- Actions to take -
**a.** In the post on ballpark factors for batted balls, which months of the 2017 season does the data cover?
**b.** Carry on the post on ballpark factors for batted balls from where it stops.

— BEGIN Excerpt to read —

Friday 7 July 2017

Batted ball analysis - ballpark factors

I am currently reading George Will's Men at Work, and at some point it mentions how hitters' successes are influenced by, or depending on, the ballparks they play the majority of their games in. It made me wonder how many of the homeruns (HRs) batters hit in a specific ballpark, would be HRs in the other parks as well. I created a dashboard in Tableau to visualize this concept, and this post is about how I did it.

DATA
Scope: To keep the size of the data sources somewhat manageable, I used 2017 season data from March until June.

Batted balls: I used Baseball Savant for batted ball data (see my previous post on how to get Baseball Savant data into Tableau), which I filtered to records with Type = "X" (batted balls only) and the Distance column could not be Null, as a value is required for the analysis.

— END Excerpt to read —
— BEGIN Data extract —

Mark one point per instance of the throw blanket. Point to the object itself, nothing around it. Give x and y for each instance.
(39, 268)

— END Data extract —

- Replies -
**a.** March until June.

**b.**
Ball park dimensions: I used the general park dimensions from Andrew Clem's website. Although this is limited to LF, LC, CF, RC and RF is give a generic sense of the ballpark, that would have to be good enough for my analysis. At some point I want to refine these dimensions by calculating the spray / horizontal angle for every dimension change but then to be really accurate I would also have to consider the wall height, so for now I accepted the general dimensions as a starting point. Here are all ballpark outlines based on these assumptions, with Fenway park highlighted:

I divided the field in 4 areas (L/RF, LC, RC, CF) of 22.5 degrees, and split the LF and RF (to 11.25 deg. each). I then assigned the provided values to the specific field zones resulting in the outline per ballpark, as shown on the right.


Calculations: Based on the X and Y of where the batted baseball landed (fields Hc X and Hc Y) and the distance provided, I calculated the horizontal or spray angle with straight center field being 0 degrees. Wether or not a batted ball would have been a HR in a ballpark is calculated by comparing batted ball distance and "spray"angle to thee general ballpark outlines.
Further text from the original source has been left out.